Task to complete
Count the lines of the records below that contain the string "white". Give only the number.

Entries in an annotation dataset
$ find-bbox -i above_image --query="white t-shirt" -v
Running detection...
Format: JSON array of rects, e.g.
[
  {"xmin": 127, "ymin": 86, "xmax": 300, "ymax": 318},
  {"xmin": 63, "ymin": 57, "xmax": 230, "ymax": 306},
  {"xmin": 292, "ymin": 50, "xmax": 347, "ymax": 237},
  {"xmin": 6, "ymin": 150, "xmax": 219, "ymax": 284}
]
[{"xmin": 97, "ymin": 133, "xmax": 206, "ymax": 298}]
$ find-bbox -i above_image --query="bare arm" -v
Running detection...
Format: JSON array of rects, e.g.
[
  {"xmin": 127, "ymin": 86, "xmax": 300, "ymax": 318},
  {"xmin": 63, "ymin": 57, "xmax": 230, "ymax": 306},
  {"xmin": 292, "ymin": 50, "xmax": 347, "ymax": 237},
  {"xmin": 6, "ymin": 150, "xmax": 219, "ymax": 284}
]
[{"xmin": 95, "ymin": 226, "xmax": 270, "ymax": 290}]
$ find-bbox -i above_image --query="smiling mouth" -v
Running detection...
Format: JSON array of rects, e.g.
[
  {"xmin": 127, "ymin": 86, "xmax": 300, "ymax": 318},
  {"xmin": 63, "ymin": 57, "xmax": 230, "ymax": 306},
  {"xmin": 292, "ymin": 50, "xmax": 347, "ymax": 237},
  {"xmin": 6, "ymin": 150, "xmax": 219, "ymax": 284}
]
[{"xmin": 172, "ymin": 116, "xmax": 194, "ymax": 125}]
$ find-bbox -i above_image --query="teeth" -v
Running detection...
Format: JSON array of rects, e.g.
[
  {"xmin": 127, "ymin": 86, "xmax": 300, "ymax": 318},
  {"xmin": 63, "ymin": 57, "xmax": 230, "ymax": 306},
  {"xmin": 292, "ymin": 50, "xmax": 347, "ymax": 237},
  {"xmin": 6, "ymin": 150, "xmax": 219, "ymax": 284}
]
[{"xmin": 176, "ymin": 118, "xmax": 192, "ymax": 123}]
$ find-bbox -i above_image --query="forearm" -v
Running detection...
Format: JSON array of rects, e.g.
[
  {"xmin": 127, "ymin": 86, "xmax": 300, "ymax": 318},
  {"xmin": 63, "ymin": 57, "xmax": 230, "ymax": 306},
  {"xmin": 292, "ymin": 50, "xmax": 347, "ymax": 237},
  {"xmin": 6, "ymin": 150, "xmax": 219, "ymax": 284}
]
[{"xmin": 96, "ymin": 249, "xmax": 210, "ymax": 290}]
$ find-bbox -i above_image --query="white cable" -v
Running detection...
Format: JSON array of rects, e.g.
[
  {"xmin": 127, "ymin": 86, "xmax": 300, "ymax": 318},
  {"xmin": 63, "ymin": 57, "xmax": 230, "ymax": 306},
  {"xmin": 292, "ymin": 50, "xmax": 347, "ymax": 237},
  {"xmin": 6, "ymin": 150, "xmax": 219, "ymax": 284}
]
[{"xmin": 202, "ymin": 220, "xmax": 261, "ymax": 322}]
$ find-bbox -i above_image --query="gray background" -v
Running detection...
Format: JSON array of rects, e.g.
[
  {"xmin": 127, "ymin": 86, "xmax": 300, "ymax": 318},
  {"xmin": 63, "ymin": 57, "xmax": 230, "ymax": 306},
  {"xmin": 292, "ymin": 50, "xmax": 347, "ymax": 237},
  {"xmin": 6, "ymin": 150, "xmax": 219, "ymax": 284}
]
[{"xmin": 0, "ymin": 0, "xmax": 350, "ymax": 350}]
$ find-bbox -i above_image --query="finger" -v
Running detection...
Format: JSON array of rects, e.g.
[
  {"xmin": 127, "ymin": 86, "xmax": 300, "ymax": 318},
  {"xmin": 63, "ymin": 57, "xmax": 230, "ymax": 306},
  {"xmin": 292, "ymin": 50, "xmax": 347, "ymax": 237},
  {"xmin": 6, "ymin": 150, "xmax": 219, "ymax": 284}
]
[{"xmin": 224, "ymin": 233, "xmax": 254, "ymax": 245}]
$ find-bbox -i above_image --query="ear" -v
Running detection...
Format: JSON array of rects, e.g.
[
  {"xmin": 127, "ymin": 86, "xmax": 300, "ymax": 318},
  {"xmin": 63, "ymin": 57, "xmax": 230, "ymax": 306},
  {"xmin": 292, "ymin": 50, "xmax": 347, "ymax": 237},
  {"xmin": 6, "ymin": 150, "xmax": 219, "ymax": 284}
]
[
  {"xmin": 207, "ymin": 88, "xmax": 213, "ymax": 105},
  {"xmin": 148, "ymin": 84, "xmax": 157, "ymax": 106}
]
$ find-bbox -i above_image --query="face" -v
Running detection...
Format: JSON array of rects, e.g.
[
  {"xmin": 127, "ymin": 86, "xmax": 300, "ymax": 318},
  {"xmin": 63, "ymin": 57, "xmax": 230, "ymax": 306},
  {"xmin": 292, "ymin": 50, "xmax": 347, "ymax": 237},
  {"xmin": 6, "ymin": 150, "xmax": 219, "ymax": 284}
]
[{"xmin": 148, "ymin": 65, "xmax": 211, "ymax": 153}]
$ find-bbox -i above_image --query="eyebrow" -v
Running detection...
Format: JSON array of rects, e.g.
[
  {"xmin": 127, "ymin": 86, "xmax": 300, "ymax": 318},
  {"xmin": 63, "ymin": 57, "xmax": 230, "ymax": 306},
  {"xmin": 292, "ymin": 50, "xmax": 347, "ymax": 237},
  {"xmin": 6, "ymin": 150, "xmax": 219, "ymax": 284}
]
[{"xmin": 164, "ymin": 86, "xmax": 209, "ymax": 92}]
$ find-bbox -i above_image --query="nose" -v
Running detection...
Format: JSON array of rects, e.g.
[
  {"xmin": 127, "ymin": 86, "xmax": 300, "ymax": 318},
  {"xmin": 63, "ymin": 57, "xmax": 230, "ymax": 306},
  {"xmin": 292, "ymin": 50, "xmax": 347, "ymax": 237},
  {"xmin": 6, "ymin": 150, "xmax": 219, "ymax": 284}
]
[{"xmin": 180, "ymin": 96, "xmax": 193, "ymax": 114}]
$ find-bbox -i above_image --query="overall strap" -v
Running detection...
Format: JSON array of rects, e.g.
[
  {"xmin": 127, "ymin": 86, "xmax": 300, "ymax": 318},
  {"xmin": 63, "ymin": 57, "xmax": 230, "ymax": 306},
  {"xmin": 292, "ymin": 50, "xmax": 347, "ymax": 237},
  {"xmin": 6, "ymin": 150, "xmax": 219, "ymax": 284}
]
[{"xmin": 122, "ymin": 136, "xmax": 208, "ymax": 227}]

Exercise response
2